• _What the task requires_
A word-for-word copy of the records below is required.

+++

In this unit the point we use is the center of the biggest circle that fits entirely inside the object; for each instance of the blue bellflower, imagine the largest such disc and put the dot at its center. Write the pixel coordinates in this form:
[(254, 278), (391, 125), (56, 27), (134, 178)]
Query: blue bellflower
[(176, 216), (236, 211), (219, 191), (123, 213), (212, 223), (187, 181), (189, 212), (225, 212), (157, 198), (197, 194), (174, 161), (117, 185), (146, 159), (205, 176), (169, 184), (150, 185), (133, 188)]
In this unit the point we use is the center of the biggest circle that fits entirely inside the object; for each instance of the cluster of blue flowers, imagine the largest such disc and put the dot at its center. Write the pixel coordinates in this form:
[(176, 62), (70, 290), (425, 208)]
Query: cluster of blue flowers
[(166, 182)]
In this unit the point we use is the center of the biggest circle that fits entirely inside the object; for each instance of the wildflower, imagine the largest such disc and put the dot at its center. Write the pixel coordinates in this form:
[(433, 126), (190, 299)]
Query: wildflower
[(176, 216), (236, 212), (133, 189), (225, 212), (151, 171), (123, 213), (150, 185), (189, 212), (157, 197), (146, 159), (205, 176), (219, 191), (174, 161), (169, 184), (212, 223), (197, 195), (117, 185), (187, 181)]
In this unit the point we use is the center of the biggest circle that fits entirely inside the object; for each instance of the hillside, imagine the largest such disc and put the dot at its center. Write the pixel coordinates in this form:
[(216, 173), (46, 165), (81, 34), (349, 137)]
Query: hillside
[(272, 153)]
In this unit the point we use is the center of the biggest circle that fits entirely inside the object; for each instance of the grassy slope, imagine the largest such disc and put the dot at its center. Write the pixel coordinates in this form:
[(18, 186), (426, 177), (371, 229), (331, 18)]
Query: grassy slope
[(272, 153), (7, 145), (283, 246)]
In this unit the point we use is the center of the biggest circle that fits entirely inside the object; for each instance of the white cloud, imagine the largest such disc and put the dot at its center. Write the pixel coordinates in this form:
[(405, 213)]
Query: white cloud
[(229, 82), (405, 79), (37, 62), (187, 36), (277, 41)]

+++

• _Task answer_
In this unit the point we use is the center of the biggest circle that fits entirely inside the object; for each instance of the blue bellflower, imagine the largest such disc and put the dot at its center. Write the pixel coordinates in this form:
[(254, 278), (391, 125), (56, 27), (134, 178)]
Query: blue bellflower
[(176, 216), (236, 211), (219, 191), (123, 213), (212, 223), (187, 181), (189, 212), (225, 212), (157, 198), (197, 194), (174, 161), (117, 185), (146, 159), (205, 176), (169, 184), (150, 185), (133, 188)]
In this unit the point we use is the center of the biggest circle that fits entirely inside the object; for each instance of the cluster of blue flowers, imagine the largest such disc and put the dot at its center. Write the pixel coordinates in this form:
[(176, 62), (70, 290), (425, 208)]
Query: cluster of blue flowers
[(166, 182)]
In this unit the point we use is the center of the biggest circle that fits entirely inside the object; for each instance of the wildflower, imagine the largest such disc and put the dot at its center. Write the pixel coordinates in this form:
[(433, 126), (190, 299)]
Query: wildflower
[(176, 216), (236, 212), (133, 189), (225, 212), (151, 171), (123, 213), (150, 185), (189, 212), (157, 197), (146, 159), (205, 176), (219, 191), (174, 161), (169, 184), (212, 223), (197, 195), (117, 185), (187, 181)]
In this unit the point we use is the center of the biggest circle that fits entirely inside the object; for each instance of the hillside, imagine the largest such disc and put the dot at its center. Write the pixel coordinates in this form:
[(216, 173), (46, 165), (81, 34), (349, 137)]
Query: hillside
[(272, 153)]
In this unit the point we use is the center of the biggest circle that fits entirely inside the object; for each instance of the grassy slope, imagine the largest such disc and put the dot at its center. Write the pixel coordinates in this form:
[(18, 186), (426, 177), (371, 229), (331, 18)]
Query: grassy slope
[(272, 153), (7, 145), (283, 246)]
In this unit the point we use is the center of the biggest circle that fits entirely inside the object; for each instance of the white cloud, imagine the largest such disc and put the dot at its center. Write the pixel coordinates in this form:
[(405, 213)]
Query: white cloud
[(229, 82), (405, 79), (37, 62), (187, 36), (277, 41)]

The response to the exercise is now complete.